▸ **GIVEN INSTRUCTION 1**:
Answer these questions about the interview:
(a) Where is Lindsay Wong based?
(b) Which editor asked her agent whether she would write the book?
(c) Which two authors does she call brilliant?
▸ **GIVEN INSTRUCTION 2**:
Copy the interview from "Lindsay Wong is" up to and including "Vancouver, British Columbia.", renaming "Lindsay Wong" to "Ms. Wong" throughout.

-- START EXCERPT --

Lindsay Wong is the author of the new young adult novel My Summer of Love and Misfortune. She also has written the memoir The Woo-Woo. She is based in Vancouver, British Columbia.
Q: How did you come up with the idea for My Summer of Love
and Misfortune, and for your character Iris?
A: I had just finished writing my memoir, The Woo-Woo: How I
Survived Ice Hockey, Drug-Raids, Demons, And My Crazy Chinese Family (Arsenal
Pulp Press, 2018), and editor Jennifer Ung at Simon Pulse asked my agent if I
might be interested in writing a book about a Chinese-American teen who fails
her senior year and doesn’t get into any colleges and her parents send her to
Beijing to “learn how to be Chinese.”
Not one to turn down an opportunity to write anything else
besides memoir, I instantly said YES!
One of my part-time jobs is working as a private education
consultant (glorified tutor/babysitter) and I help a lot of international
students with their applications and personal essays for colleges.
Iris is based on the personalities of some of my
uber-wealthy Chinese students who live in Shangri-La penthouse suites in
Vancouver, drive very expensive sports cars, and refuse to study or do
homework. Their parents want them to attend Ivy League schools, but these kids
are more interested in partying, doing drugs, getting tattoos, and hooking up.
A lot of them are lost and really struggling to know what to
do because they don’t want to attend college, and no adult has ever asked them
what they wanted or allowed them to fix their own mistakes. I wanted to do a
book that speaks specifically to young people who might feel
directionless.
Q: The Kirkus Review of the book says it "reads like Confessions
of a Shopaholic meets Crazy Rich Asians." What do you think of that
description?
A: Sophie Kinsella and Kevin Kwan are both brilliant, so I
will take that comparison as a compliment!

-- END EXCERPT --
-- START INFORMATION SHOWN --

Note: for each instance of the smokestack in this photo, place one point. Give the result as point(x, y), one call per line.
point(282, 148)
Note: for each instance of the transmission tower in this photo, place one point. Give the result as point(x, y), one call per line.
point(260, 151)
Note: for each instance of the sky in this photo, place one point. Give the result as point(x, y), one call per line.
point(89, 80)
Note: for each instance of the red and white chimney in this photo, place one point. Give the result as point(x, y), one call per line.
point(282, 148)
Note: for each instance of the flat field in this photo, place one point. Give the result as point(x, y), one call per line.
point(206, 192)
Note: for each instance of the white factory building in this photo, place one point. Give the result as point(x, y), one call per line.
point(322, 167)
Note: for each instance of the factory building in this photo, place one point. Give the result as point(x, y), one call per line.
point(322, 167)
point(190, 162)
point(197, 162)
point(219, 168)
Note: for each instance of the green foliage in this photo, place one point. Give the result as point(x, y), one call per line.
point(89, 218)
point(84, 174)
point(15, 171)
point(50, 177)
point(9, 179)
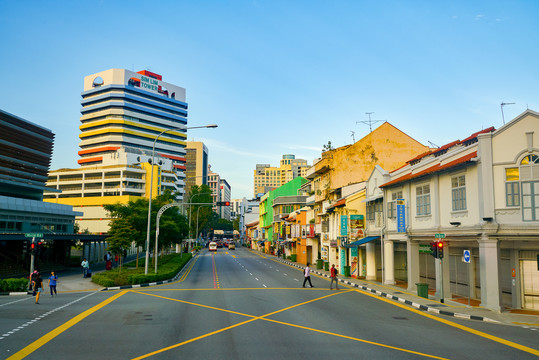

-- END INFORMATION SHOWN --

▸ **CORRECT ANSWER 1**:
(a) Vancouver, British Columbia.
(b) Jennifer Ung at Simon Pulse.
(c) Sophie Kinsella and Kevin Kwan.

▸ **CORRECT ANSWER 2**:
Ms. Wong is the author of the new young adult novel My Summer of Love and Misfortune. She also has written the memoir The Woo-Woo. She is based in Vancouver, British Columbia.